Dataset entries
>>

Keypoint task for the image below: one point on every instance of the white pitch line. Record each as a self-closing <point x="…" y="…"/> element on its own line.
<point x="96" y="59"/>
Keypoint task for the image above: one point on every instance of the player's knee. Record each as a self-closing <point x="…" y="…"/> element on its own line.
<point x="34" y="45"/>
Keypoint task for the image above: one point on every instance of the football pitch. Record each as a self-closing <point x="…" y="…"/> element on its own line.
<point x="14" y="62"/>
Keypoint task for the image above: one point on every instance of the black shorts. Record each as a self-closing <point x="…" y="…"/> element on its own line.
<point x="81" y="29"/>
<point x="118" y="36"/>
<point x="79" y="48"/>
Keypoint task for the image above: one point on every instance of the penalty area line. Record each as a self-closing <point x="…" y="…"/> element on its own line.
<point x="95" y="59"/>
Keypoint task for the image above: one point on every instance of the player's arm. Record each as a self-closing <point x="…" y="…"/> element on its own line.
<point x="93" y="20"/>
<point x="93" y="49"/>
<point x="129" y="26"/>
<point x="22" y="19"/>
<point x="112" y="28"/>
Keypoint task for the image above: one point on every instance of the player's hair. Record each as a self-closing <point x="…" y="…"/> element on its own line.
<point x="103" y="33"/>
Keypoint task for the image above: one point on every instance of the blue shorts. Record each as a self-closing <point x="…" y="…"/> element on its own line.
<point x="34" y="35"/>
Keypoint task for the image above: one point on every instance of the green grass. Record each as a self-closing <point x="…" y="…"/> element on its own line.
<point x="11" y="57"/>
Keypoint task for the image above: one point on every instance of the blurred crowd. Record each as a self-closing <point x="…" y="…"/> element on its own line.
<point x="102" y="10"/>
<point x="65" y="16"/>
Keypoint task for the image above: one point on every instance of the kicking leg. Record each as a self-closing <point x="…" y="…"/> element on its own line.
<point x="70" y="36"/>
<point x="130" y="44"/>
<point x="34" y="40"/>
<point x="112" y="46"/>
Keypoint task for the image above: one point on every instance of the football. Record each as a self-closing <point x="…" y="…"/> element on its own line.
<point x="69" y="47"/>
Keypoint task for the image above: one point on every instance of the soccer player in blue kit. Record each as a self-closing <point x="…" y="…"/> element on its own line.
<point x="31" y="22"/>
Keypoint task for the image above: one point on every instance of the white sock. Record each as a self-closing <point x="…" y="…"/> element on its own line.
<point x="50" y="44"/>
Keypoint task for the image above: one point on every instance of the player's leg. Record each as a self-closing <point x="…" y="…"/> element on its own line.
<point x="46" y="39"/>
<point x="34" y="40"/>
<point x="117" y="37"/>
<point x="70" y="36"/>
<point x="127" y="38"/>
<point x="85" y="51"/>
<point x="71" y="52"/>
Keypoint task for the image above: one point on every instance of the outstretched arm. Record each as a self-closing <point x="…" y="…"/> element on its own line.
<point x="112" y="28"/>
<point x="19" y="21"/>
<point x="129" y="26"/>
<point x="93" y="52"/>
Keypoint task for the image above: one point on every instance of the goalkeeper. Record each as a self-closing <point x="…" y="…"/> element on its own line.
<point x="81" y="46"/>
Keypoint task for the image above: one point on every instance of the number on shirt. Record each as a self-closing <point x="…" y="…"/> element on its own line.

<<

Lines from the one holding "of the outstretched" to the last line of the records: return these exactly, and only these.

Keypoint task for the image above: one point on every instance of the outstretched arm. Record each as a self-closing <point x="…" y="…"/> element on its own line.
<point x="112" y="28"/>
<point x="19" y="21"/>
<point x="129" y="26"/>
<point x="93" y="52"/>
Keypoint task for the image above: one point on every instance of the goalkeeper. Record each as a self-closing <point x="…" y="…"/> element on its own line.
<point x="81" y="46"/>
Keypoint task for the image above: one point on every instance of the number on shirt. Record each as a self-closing <point x="…" y="…"/> element on its own line.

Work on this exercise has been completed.